Data items
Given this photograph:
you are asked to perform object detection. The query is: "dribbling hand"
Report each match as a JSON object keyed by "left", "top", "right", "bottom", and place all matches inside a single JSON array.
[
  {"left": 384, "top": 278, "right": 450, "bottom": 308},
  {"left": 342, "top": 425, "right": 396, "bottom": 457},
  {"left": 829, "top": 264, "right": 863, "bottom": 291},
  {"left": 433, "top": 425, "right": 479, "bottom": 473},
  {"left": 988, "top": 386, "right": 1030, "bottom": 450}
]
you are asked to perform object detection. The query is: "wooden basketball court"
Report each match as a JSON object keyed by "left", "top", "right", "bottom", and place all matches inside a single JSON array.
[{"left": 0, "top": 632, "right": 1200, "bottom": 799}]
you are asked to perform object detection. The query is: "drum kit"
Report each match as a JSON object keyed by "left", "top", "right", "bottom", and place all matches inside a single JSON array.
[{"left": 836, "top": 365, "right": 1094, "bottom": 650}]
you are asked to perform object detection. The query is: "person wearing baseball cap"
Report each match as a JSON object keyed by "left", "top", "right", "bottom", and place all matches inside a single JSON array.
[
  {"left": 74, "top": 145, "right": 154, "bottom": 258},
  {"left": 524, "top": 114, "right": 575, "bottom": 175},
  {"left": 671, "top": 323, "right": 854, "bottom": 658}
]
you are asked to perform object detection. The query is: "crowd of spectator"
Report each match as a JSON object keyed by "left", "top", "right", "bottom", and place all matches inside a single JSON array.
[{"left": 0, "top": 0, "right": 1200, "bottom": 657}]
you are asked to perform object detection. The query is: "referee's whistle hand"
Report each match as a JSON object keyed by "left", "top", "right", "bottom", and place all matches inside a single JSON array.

● **Task directions**
Set down the entries above again, word for word.

● **Full solution**
Given this photograph:
you are asked to perform object detection. The query is: "dribbling hand"
Report each match as a JSON object keyed by "left", "top", "right", "bottom", and place all matches inside a single JSON array.
[
  {"left": 384, "top": 278, "right": 450, "bottom": 308},
  {"left": 342, "top": 425, "right": 396, "bottom": 457},
  {"left": 829, "top": 264, "right": 863, "bottom": 291},
  {"left": 433, "top": 425, "right": 479, "bottom": 473},
  {"left": 988, "top": 386, "right": 1030, "bottom": 450}
]
you are asked to perform object detection. The query is: "wooden basketball court"
Report each match as a JSON object keyed by "left", "top", "right", "bottom", and place all matches inside a single JSON array.
[{"left": 0, "top": 632, "right": 1200, "bottom": 799}]
you are asked to perform object detection. The query is: "drum kit"
Report each match as a JSON object keyed by "left", "top", "right", "bottom", and place all matches inside a single JSON array.
[{"left": 836, "top": 365, "right": 1094, "bottom": 650}]
you are asked to perform object detection. The query is: "person wearing baseball cap"
Report each match as a JSON object keyed by "left", "top", "right", "bottom", and place all matches inside a single JSON array.
[
  {"left": 74, "top": 145, "right": 154, "bottom": 258},
  {"left": 524, "top": 114, "right": 575, "bottom": 175},
  {"left": 671, "top": 323, "right": 854, "bottom": 658}
]
you are asked to perform object detection. The query is: "crowd of spectator"
Report each match as a JSON object keyed by "left", "top", "right", "bottom", and place all matches inside a single JSON array.
[{"left": 0, "top": 0, "right": 1200, "bottom": 657}]
you are asked to perform object detection. The query is: "referee's whistle hand"
Report each match as a JSON object keyed by "left", "top", "right", "bottom", and place all matches inside a single JSON array.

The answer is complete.